*** Opening of Text for analysis ***

CANBERRA, Australia (AP) — Nick Kyrgios had suffered severe depression, suicidal ideation and insomnia in the past, a psychologist told a court on Friday when the Australian tennis star pleaded guilty to pushing a former girlfriend to the ground two years ago.
The 2022 Wimbledon runner-up pleaded guilty in the Australian Capital Territory Magistrates Court to assaulting Chiara Passari during an argument in his hometown of Canberra in January 2021.
Magistrate Jane Campbell didn't record a conviction against Kyrgios for reasons including that the offense was at the low end of seriousness for a common assault, and was not premeditated.
Campbell described it as an act of “stupidity” and “frustration.”
Kyrgios’ psychologist, Sam Borenstein, said in a written report and testimony by phone that Kyrgios had suffered major depressive episodes in the past and had used alcohol and drugs to cope. Kyrgios' mental health led to impulsive and reckless behavior.
His recent knee injury had resulted in mild to moderate symptoms of depression, but his mental health was improving, Borenstein said.
“He’s doing very well,” Borenstein said. “His mental health has improved significantly.
Lawyers for Kyrgios had sought to have an assault charge stemming from events two years ago dismissed on mental health grounds but the application was unsuccessful.

*** Close of Text for analysis ***
*** Opening of Supplied entries ***

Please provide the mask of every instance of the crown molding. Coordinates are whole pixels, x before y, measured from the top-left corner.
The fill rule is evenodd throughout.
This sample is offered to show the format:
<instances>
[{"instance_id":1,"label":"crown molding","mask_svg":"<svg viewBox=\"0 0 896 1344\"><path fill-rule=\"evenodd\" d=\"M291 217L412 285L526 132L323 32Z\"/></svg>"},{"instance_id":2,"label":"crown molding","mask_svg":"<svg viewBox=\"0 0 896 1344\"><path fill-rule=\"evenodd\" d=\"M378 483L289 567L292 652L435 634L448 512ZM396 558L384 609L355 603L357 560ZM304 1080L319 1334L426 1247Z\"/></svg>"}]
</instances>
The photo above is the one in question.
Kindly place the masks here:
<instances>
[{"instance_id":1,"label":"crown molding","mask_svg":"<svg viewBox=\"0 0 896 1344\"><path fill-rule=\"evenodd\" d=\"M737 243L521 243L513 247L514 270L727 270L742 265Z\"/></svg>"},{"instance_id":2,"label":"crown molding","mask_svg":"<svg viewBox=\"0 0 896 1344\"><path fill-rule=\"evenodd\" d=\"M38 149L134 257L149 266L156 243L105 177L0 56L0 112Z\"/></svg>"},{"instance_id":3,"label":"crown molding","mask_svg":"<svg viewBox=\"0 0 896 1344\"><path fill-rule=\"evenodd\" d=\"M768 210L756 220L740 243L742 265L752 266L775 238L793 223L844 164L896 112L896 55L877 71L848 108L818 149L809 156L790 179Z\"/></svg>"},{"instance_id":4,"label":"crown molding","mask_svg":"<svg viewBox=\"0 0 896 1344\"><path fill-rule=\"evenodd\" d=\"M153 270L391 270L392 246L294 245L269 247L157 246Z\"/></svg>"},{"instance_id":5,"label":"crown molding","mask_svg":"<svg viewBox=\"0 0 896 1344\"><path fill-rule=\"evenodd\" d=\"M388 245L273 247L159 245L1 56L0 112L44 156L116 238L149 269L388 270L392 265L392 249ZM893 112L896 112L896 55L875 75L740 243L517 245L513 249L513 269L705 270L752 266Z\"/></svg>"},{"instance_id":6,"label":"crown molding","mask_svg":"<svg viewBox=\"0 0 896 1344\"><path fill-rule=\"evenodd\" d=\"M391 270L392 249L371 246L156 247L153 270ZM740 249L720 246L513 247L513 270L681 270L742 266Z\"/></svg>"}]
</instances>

*** Close of Supplied entries ***

▶ Tasks to carry out:
1. In the article on Kyrgios's court case:
(a) In which court did Kyrgios plead guilty?
(b) Which two words did the magistrate use to describe the act?
(c) According to the psychologist, what had resulted in mild to moderate symptoms of depression?
2. Which people are named in the article on Kyrgios's court case? List every one.

▶ Responses per task:
1.
(a) The Australian Capital Territory Magistrates Court
(b) "Stupidity" and "frustration"
(c) His recent knee injury

2. Nick Kyrgios, Chiara Passari, Jane Campbell, Sam Borenstein